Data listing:
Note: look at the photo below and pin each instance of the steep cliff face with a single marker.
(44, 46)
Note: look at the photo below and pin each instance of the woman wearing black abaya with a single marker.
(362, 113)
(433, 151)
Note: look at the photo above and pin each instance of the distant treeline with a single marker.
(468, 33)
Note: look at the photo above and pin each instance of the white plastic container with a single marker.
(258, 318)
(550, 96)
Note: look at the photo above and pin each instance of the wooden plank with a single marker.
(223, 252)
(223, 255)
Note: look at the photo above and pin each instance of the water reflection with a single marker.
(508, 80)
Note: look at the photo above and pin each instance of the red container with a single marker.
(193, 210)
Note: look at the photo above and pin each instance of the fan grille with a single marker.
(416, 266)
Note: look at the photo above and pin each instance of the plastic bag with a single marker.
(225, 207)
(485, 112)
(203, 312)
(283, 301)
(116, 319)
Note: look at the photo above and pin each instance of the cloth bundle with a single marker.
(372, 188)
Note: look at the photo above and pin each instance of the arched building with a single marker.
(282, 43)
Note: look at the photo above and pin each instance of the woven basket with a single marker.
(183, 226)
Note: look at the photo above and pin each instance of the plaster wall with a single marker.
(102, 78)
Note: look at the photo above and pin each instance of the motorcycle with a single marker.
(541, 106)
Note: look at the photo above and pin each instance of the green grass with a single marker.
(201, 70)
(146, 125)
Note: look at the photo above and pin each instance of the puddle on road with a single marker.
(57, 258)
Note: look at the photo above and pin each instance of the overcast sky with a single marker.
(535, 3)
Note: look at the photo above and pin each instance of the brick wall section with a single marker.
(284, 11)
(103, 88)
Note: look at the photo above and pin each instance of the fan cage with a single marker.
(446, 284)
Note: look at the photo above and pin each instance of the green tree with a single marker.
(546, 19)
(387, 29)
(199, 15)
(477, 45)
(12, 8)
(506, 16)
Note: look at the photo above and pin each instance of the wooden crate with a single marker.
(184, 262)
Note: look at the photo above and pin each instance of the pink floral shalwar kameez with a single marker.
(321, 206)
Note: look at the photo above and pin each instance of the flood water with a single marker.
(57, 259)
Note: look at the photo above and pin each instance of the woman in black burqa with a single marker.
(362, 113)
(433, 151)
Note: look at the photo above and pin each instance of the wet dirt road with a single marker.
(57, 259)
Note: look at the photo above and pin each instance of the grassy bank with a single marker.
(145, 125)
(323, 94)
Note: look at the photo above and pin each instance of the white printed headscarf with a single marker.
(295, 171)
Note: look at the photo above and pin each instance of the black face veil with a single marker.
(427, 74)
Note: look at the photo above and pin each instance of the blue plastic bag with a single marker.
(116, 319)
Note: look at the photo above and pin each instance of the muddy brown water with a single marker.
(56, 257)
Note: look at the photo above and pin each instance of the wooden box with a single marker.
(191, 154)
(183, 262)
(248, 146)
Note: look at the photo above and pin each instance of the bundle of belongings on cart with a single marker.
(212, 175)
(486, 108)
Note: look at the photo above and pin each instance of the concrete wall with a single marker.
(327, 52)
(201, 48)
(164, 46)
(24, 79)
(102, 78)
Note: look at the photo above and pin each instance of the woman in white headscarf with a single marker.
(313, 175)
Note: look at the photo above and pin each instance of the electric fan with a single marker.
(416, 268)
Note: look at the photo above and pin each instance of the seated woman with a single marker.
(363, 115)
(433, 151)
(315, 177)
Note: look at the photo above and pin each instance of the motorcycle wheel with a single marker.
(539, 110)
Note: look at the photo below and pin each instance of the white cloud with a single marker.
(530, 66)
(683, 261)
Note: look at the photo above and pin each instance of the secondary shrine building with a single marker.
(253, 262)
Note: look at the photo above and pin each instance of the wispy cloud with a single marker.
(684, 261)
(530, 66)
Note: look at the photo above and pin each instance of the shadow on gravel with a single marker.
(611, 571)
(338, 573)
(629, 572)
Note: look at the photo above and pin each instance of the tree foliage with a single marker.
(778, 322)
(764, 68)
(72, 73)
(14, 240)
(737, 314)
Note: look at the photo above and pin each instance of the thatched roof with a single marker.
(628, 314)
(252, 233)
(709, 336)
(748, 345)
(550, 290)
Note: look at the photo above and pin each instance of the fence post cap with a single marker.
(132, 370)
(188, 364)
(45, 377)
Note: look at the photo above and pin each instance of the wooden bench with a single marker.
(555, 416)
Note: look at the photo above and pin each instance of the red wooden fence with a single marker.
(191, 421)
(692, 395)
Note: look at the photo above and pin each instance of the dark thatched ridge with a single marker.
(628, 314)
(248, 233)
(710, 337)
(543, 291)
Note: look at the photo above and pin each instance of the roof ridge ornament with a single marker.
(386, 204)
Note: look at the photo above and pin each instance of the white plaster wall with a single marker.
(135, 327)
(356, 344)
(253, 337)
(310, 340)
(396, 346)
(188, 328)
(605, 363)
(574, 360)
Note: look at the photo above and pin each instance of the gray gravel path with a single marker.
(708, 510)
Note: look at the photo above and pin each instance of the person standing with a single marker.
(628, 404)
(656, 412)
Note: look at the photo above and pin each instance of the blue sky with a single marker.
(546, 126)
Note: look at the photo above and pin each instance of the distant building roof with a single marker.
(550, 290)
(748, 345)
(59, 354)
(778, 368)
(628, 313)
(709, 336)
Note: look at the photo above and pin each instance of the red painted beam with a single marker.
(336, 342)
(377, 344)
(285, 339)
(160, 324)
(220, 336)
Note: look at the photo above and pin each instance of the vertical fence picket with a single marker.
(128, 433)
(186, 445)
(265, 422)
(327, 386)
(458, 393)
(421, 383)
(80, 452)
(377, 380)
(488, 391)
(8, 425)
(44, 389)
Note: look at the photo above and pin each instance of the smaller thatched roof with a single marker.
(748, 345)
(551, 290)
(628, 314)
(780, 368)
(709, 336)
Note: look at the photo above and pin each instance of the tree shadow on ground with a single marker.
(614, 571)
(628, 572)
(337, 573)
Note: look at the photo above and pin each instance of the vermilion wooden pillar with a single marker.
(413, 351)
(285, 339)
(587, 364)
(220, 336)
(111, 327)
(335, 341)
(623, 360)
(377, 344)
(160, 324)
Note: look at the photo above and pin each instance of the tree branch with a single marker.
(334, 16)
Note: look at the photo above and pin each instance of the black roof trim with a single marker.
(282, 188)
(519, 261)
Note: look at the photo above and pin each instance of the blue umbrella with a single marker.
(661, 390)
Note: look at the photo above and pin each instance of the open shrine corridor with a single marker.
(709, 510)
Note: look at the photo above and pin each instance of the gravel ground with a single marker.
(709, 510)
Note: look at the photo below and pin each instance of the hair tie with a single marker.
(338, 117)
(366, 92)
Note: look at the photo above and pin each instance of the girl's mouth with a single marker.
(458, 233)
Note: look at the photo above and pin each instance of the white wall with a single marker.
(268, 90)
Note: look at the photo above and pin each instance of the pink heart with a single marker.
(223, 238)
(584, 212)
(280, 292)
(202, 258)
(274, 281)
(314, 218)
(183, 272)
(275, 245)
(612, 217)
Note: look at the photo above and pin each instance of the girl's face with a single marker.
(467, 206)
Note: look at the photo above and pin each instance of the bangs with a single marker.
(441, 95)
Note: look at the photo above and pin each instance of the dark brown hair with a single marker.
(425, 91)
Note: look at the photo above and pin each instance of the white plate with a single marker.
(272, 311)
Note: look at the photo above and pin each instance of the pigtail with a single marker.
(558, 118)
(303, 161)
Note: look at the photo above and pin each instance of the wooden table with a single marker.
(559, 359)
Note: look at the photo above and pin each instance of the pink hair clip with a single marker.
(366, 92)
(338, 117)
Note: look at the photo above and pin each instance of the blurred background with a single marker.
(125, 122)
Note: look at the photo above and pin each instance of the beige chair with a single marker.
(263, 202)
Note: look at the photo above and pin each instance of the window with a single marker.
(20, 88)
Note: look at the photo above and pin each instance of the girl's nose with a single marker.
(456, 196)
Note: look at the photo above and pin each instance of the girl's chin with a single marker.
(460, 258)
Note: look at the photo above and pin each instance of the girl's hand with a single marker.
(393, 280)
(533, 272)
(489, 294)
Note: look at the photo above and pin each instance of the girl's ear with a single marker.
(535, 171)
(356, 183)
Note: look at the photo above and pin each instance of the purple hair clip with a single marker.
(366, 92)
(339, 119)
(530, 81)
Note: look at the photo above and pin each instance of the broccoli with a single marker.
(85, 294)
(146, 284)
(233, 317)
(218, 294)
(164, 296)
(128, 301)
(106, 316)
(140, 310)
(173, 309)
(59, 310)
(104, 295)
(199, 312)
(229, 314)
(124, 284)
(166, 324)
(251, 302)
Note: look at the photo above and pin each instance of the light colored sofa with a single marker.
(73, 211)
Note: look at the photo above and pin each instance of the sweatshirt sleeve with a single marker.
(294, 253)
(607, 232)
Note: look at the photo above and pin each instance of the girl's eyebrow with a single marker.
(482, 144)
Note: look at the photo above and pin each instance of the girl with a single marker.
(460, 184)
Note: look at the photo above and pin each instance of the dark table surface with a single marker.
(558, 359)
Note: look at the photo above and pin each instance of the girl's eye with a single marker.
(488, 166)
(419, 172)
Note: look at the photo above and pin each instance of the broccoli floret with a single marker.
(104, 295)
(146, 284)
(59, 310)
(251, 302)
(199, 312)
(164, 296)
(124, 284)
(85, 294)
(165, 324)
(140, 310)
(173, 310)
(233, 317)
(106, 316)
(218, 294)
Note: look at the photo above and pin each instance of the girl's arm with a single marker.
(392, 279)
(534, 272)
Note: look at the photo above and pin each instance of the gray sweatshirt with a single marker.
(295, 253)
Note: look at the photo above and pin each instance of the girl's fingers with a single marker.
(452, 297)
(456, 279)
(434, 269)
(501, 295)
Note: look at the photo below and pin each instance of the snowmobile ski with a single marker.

> Description of the task
Starting from the line containing "sofa with a single marker.", repeat each line through the end of the entries, exactly.

> Worked solution
Note: look at the photo above and pin each instance of the light colored sofa with a single marker.
(73, 211)
Note: look at the photo above and pin each instance of the sweatshirt sleeve with a single marker.
(294, 253)
(607, 232)
Note: look at the photo above and pin each instance of the girl's eyebrow with a single marker.
(482, 144)
Note: look at the photo above and pin each instance of the girl with a single marker.
(460, 184)
Note: look at the photo above and pin each instance of the dark table surface with a single marker.
(558, 359)
Note: look at the photo above and pin each instance of the girl's eye with a single marker.
(488, 166)
(419, 172)
Note: look at the photo above and pin each instance of the broccoli floret with a single marker.
(104, 295)
(146, 284)
(59, 310)
(251, 302)
(199, 312)
(164, 296)
(124, 284)
(85, 294)
(165, 324)
(140, 310)
(173, 310)
(233, 317)
(106, 316)
(218, 294)
Note: look at the photo above and pin each instance of the girl's arm with a single marker.
(392, 279)
(534, 272)
Note: look at the photo above and pin each instance of the gray sweatshirt with a single marker.
(295, 253)
Note: look at the photo above and pin each instance of the girl's fingers with a single marker.
(452, 297)
(456, 279)
(434, 269)
(501, 295)
Note: look at the photo below and pin each instance of the snowmobile ski with a single marker.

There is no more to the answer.